[Task brief] Rewrite every line of the items below, changing each "gets an outline of its own" to "receives a separate outline" and leaving everything else as it is. Leave the pictures out of your answer.

= = = = =

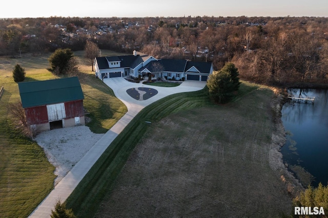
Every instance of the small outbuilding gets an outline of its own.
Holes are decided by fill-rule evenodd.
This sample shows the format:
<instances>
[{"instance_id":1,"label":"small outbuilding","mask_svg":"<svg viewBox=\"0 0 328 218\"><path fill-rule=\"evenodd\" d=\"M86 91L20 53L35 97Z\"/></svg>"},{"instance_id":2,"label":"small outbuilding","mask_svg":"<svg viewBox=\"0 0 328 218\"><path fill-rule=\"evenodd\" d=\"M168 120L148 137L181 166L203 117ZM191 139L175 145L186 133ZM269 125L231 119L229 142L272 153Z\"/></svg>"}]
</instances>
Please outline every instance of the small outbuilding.
<instances>
[{"instance_id":1,"label":"small outbuilding","mask_svg":"<svg viewBox=\"0 0 328 218\"><path fill-rule=\"evenodd\" d=\"M20 82L18 89L27 123L37 132L85 125L77 77Z\"/></svg>"}]
</instances>

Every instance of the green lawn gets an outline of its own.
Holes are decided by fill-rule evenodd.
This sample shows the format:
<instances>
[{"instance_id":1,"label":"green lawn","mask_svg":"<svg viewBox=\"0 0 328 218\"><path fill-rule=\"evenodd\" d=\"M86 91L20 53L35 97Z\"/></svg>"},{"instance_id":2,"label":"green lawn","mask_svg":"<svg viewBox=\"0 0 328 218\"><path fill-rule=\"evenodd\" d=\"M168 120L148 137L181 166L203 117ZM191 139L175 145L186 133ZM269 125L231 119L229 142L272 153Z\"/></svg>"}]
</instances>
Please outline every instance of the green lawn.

= = = = =

[Reply to the exercise]
Every instance of the small outbuilding receives a separate outline.
Holes are decided by fill-rule evenodd.
This sample shows the format:
<instances>
[{"instance_id":1,"label":"small outbuilding","mask_svg":"<svg viewBox=\"0 0 328 218\"><path fill-rule=\"evenodd\" d=\"M86 91L20 53L35 97Z\"/></svg>"},{"instance_id":2,"label":"small outbuilding","mask_svg":"<svg viewBox=\"0 0 328 218\"><path fill-rule=\"evenodd\" d=\"M168 120L148 137L181 166L203 117ZM191 139L175 145L186 133ZM269 125L231 119L229 142L272 153Z\"/></svg>"}]
</instances>
Please outline every instance of the small outbuilding.
<instances>
[{"instance_id":1,"label":"small outbuilding","mask_svg":"<svg viewBox=\"0 0 328 218\"><path fill-rule=\"evenodd\" d=\"M20 82L18 89L27 123L37 132L85 125L77 77Z\"/></svg>"}]
</instances>

Every instance of the green lawn receives a separate outline.
Holes are decided by fill-rule evenodd.
This sample shows the format:
<instances>
[{"instance_id":1,"label":"green lawn","mask_svg":"<svg viewBox=\"0 0 328 218\"><path fill-rule=\"evenodd\" d=\"M86 91L20 53L35 97Z\"/></svg>"},{"instance_id":2,"label":"green lawn","mask_svg":"<svg viewBox=\"0 0 328 218\"><path fill-rule=\"evenodd\" d=\"M168 120L148 137L181 166L203 117ZM191 139L175 145L186 133ZM269 125L231 119L229 142L272 153Z\"/></svg>"}]
</instances>
Please outline every instance of the green lawn.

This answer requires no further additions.